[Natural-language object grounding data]
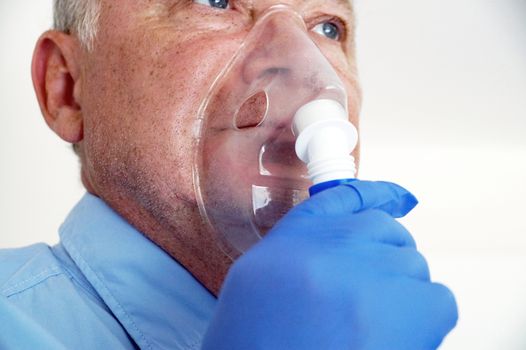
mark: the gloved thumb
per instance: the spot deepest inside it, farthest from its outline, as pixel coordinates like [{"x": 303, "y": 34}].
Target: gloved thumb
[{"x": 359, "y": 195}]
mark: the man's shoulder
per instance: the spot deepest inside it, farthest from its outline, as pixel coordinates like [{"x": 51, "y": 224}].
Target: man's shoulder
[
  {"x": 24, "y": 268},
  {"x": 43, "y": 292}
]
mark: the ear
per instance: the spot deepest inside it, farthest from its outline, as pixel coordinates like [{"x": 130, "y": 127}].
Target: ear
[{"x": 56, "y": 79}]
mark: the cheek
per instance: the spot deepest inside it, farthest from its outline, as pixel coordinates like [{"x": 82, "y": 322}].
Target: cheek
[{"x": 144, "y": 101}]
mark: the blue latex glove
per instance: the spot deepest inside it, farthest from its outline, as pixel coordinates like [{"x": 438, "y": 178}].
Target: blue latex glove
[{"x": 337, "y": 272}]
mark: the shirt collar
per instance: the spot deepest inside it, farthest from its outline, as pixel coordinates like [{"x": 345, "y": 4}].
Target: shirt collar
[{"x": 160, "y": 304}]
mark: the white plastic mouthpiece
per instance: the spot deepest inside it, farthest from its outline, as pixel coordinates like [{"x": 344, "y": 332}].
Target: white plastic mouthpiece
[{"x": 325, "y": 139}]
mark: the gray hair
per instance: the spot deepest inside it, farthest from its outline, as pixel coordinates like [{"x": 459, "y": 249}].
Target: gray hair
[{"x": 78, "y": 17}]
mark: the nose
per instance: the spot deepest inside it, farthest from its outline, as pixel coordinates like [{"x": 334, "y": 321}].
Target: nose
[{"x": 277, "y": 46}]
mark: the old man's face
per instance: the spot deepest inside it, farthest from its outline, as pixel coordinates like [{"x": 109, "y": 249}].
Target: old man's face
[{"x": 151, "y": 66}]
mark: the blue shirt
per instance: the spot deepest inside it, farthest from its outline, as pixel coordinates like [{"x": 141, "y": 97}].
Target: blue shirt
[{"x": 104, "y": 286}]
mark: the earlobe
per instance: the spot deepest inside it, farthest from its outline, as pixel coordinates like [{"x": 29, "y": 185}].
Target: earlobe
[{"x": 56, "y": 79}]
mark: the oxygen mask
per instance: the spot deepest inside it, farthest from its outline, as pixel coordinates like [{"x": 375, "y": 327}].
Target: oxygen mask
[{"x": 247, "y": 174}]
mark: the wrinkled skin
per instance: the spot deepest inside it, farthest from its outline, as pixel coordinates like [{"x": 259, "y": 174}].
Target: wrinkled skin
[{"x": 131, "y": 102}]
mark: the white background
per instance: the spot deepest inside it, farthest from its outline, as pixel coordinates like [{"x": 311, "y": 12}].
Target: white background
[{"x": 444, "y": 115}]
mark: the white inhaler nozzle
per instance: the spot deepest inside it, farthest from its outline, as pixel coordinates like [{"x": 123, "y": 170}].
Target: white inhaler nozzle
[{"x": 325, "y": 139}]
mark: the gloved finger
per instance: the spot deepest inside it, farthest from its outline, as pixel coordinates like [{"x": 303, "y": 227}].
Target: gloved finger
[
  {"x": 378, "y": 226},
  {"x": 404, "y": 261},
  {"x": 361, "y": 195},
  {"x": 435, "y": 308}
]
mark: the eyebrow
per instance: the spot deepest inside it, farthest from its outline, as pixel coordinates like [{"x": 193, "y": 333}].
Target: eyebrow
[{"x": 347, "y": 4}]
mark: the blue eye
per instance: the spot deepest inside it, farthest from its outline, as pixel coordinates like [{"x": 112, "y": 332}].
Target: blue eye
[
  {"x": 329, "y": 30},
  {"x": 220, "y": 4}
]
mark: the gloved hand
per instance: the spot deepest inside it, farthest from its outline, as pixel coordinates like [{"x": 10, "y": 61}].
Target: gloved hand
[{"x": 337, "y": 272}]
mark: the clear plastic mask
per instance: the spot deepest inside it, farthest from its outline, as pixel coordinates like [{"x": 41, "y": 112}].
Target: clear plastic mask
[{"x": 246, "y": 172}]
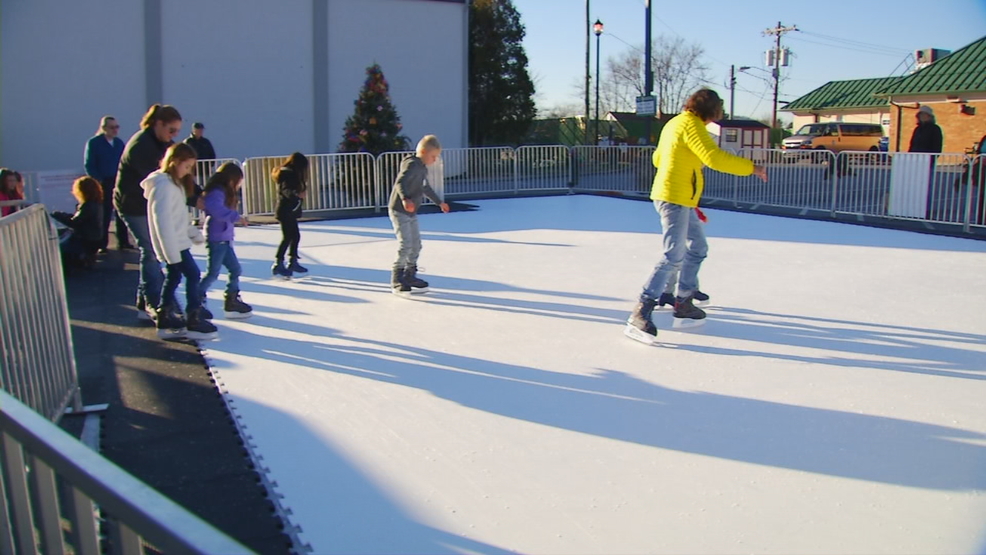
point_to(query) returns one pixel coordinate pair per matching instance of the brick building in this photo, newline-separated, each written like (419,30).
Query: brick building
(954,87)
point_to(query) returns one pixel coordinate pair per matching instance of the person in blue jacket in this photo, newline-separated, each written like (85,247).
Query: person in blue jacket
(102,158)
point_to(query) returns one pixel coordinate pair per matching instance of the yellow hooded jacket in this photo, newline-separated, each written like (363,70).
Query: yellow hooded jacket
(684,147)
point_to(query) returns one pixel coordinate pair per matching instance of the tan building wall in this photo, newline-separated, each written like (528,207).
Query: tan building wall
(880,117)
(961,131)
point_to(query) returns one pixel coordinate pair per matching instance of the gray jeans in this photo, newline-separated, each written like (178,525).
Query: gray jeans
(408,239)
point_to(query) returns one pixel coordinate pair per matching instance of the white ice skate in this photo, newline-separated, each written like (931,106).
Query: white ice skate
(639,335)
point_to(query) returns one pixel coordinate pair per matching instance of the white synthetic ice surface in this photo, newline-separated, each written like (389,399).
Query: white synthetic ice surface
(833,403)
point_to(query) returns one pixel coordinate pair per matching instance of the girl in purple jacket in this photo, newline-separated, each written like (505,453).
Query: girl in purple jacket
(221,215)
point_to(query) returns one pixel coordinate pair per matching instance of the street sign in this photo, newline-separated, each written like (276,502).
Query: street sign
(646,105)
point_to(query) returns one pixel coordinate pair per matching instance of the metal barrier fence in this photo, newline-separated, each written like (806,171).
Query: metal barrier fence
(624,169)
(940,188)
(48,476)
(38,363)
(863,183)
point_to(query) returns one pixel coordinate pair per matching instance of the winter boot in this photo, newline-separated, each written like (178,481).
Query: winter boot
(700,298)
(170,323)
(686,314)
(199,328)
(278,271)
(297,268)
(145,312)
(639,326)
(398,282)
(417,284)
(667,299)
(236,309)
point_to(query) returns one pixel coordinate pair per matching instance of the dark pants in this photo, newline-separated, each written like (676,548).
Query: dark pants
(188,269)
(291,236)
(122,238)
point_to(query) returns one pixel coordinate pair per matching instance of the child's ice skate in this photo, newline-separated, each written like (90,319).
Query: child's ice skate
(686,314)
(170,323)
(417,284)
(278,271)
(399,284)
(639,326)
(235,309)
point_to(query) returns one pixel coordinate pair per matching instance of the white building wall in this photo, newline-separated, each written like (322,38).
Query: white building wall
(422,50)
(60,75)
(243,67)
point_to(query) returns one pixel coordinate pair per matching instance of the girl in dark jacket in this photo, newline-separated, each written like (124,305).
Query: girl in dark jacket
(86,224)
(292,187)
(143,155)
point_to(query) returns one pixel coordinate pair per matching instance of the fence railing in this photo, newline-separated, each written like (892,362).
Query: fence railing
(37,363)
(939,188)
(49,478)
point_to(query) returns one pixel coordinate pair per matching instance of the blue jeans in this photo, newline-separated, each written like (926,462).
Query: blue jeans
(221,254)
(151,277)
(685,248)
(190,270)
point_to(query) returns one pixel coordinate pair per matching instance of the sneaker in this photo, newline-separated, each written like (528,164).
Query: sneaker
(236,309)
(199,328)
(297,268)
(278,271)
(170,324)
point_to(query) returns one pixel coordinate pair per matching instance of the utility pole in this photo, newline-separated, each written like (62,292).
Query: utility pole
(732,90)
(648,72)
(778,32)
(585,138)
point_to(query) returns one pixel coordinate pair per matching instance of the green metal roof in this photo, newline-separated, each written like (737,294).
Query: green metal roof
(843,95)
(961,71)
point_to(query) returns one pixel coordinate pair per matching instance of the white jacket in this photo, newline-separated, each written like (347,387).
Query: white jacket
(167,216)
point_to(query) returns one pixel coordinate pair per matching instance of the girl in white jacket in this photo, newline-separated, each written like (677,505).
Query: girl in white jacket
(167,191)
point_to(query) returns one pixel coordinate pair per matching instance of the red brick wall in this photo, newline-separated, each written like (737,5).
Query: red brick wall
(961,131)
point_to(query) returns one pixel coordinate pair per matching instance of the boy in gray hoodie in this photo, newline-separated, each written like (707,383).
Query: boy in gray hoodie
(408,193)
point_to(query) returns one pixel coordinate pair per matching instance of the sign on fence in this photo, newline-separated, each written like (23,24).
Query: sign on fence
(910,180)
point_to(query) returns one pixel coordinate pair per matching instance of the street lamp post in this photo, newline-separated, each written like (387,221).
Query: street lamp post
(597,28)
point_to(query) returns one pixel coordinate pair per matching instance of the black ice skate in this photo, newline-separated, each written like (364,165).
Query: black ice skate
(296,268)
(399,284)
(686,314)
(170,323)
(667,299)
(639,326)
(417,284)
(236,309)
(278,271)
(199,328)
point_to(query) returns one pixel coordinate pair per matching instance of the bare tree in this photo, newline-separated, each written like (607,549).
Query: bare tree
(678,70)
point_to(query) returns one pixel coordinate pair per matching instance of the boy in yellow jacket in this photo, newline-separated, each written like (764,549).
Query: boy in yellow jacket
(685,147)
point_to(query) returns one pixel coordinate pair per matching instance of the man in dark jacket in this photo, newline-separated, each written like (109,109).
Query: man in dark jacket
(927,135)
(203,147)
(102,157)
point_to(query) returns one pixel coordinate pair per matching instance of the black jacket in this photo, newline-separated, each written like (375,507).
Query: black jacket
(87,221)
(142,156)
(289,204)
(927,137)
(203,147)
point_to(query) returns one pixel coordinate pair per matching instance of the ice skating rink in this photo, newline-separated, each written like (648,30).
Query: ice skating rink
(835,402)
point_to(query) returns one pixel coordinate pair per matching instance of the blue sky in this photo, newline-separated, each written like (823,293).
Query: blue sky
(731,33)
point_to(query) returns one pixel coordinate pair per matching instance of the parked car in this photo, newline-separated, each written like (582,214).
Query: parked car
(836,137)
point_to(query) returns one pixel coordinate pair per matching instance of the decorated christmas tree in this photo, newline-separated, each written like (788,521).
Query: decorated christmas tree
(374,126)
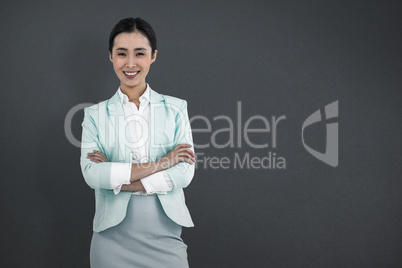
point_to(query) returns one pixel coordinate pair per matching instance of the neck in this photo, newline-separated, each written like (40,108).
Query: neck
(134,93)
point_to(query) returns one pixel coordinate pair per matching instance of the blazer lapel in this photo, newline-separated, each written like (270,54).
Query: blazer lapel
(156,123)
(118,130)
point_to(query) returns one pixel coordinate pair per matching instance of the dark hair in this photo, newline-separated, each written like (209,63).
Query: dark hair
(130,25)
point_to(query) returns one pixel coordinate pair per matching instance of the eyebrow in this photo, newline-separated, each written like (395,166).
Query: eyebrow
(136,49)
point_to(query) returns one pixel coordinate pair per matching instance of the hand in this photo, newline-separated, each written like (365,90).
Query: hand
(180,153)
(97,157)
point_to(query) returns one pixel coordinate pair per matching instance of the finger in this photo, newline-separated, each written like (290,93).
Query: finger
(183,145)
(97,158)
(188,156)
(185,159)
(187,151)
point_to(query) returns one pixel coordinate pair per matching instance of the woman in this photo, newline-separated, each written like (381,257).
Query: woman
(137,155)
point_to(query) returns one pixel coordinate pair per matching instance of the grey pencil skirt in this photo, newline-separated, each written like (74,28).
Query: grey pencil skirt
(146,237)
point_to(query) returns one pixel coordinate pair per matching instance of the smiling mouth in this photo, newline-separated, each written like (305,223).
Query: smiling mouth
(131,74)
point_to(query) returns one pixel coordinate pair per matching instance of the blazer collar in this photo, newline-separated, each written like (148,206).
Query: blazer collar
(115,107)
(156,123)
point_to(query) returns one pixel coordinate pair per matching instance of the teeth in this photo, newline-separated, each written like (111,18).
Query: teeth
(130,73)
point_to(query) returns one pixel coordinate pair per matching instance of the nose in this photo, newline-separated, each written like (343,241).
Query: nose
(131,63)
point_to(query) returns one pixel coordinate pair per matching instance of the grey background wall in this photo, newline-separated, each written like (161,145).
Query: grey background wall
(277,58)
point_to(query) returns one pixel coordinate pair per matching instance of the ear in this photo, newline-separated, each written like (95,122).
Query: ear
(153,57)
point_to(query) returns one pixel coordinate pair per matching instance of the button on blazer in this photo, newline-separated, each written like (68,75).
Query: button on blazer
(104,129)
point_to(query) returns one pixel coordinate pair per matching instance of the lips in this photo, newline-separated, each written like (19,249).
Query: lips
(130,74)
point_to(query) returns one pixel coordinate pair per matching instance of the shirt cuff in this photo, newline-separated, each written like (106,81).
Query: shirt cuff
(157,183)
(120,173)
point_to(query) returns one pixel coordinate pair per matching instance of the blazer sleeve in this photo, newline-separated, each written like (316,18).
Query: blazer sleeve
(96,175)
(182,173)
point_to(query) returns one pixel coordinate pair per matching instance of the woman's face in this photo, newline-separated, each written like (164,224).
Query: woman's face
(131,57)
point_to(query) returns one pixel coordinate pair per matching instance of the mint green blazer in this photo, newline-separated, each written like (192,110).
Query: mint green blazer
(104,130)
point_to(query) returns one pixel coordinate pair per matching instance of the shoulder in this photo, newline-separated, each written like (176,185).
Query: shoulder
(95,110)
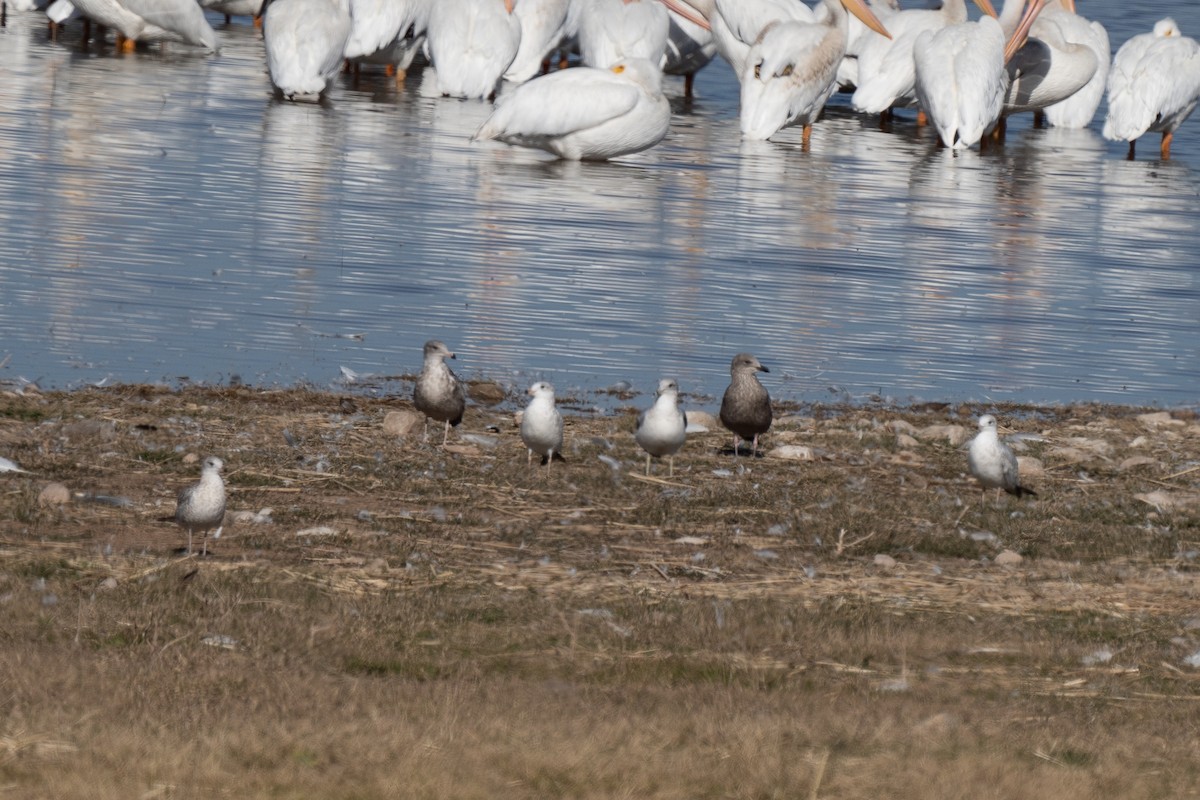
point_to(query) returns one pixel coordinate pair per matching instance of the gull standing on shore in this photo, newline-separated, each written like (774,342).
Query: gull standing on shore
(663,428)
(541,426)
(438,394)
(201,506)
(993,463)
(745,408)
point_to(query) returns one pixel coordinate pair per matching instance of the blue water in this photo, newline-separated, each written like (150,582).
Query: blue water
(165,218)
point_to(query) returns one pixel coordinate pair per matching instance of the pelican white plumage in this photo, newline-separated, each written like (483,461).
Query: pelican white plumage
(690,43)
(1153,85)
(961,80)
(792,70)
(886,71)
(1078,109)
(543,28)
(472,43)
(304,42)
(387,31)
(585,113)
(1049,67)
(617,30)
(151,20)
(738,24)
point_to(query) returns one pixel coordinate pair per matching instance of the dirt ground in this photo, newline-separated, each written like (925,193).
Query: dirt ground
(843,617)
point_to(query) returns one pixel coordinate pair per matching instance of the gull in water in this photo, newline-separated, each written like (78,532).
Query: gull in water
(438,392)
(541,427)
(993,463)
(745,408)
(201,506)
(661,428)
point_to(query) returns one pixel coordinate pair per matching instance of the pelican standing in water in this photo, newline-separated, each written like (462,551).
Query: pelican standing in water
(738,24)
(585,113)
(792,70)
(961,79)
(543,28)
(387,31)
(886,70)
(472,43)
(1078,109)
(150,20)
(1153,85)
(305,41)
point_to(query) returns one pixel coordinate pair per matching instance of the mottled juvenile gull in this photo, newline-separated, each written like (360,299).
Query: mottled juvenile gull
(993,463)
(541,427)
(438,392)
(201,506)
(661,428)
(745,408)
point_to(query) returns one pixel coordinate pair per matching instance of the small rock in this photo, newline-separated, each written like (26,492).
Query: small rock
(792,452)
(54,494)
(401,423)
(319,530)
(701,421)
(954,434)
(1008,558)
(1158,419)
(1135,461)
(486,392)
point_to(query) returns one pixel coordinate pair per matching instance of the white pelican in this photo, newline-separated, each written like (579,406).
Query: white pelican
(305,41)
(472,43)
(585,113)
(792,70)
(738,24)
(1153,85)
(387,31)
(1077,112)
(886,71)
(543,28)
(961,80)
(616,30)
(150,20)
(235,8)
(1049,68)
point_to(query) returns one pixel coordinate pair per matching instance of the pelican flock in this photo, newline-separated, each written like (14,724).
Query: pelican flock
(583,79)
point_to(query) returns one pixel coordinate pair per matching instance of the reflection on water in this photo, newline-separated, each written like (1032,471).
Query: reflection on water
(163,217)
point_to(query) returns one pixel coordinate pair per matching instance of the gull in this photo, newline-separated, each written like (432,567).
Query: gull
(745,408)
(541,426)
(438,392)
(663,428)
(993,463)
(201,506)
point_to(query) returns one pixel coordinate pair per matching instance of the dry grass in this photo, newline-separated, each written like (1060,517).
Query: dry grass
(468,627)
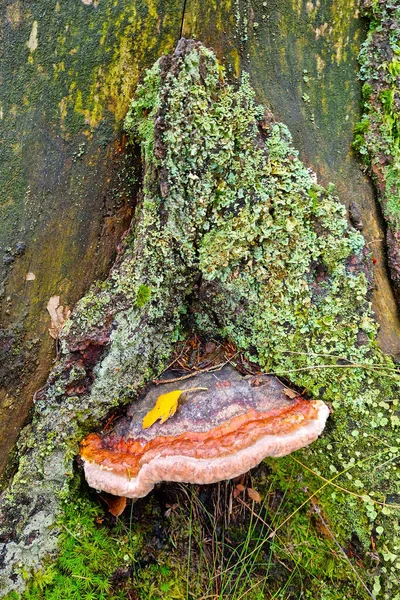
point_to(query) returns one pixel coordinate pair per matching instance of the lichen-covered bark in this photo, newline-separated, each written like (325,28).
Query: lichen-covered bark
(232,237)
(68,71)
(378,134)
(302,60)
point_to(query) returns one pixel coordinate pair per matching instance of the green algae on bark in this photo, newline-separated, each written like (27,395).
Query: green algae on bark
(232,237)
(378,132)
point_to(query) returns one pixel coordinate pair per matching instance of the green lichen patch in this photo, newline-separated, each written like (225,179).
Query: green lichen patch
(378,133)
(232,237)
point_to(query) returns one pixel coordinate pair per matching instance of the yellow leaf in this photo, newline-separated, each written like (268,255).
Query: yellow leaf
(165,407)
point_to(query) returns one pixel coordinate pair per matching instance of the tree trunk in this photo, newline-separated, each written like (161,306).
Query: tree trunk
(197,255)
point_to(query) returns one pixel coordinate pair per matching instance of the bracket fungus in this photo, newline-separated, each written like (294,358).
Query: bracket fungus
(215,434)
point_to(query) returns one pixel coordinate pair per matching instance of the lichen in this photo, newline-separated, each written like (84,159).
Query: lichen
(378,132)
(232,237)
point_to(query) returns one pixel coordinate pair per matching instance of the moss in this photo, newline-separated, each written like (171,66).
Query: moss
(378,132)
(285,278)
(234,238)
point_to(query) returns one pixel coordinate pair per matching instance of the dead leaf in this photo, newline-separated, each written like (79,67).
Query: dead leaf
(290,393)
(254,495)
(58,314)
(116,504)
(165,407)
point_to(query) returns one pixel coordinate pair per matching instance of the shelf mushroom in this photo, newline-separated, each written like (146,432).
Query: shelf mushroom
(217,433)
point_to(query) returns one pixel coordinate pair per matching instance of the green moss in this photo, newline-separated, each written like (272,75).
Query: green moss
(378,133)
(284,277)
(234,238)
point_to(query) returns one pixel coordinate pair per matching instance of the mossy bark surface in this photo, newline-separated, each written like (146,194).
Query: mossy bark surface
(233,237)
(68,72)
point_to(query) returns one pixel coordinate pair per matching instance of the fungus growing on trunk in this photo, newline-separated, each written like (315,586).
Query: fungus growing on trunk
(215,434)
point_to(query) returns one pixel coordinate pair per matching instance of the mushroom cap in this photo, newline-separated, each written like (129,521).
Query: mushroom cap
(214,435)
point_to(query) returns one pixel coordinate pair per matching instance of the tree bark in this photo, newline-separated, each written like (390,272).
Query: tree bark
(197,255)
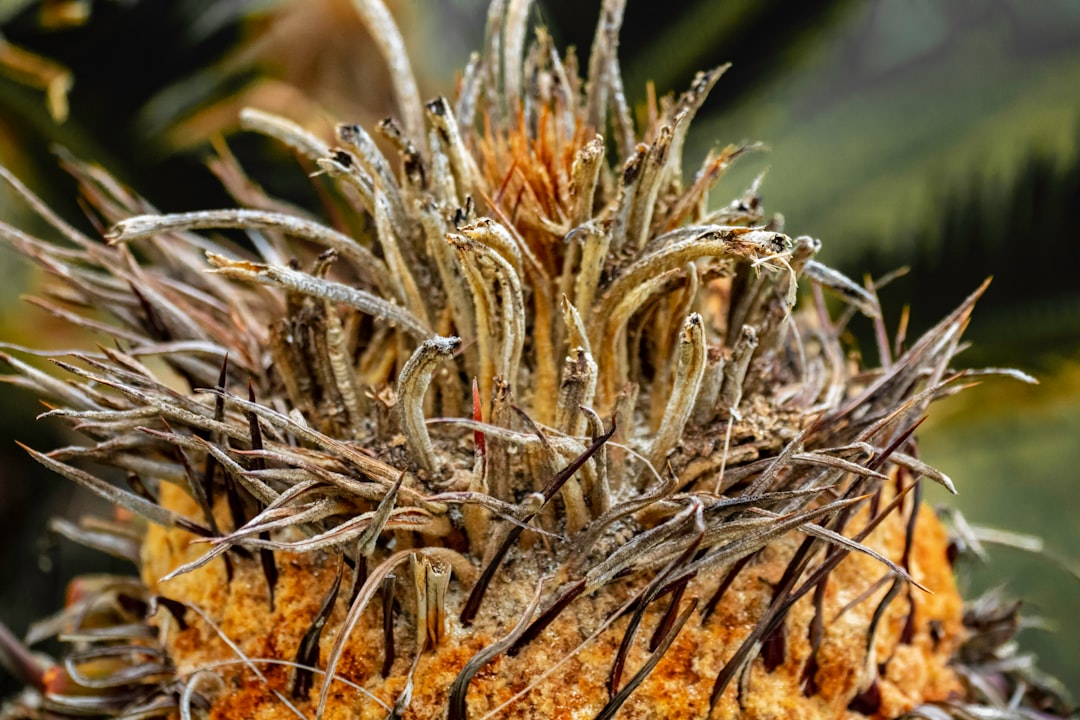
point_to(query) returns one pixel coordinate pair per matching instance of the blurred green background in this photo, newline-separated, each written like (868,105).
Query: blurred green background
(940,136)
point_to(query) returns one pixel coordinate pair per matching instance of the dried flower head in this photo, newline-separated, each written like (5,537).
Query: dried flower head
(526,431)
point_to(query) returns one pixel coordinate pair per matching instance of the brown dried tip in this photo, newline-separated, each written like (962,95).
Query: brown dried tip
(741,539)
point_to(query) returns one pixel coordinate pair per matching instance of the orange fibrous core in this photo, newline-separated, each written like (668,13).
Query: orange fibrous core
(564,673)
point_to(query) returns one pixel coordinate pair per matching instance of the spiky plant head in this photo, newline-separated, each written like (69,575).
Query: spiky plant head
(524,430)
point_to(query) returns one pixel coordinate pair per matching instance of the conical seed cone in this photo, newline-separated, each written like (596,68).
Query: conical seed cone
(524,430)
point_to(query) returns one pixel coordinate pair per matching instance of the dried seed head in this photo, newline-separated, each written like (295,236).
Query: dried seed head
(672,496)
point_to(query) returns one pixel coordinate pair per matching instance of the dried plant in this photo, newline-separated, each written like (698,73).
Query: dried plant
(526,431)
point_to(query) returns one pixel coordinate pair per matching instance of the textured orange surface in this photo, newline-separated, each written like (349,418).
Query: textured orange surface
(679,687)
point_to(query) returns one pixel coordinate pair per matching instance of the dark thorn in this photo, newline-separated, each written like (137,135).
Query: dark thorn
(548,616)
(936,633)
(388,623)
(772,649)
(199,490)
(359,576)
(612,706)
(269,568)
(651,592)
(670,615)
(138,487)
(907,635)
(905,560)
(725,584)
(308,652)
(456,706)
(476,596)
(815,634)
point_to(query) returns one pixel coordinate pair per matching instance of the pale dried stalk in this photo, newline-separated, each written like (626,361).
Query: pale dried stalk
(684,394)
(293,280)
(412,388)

◆ WORK ITEM ◆
An exact copy of the lines from the one with "written like (626,361)." through the final line of the entries is the whole answer.

◆ FINISHED TASK ◆
point_to(query) returns one pixel coordinate pair per matching instance of the pale dried stalk in this photo, newline-separated, each written like (626,361).
Query: pale dried stalk
(684,394)
(293,280)
(412,388)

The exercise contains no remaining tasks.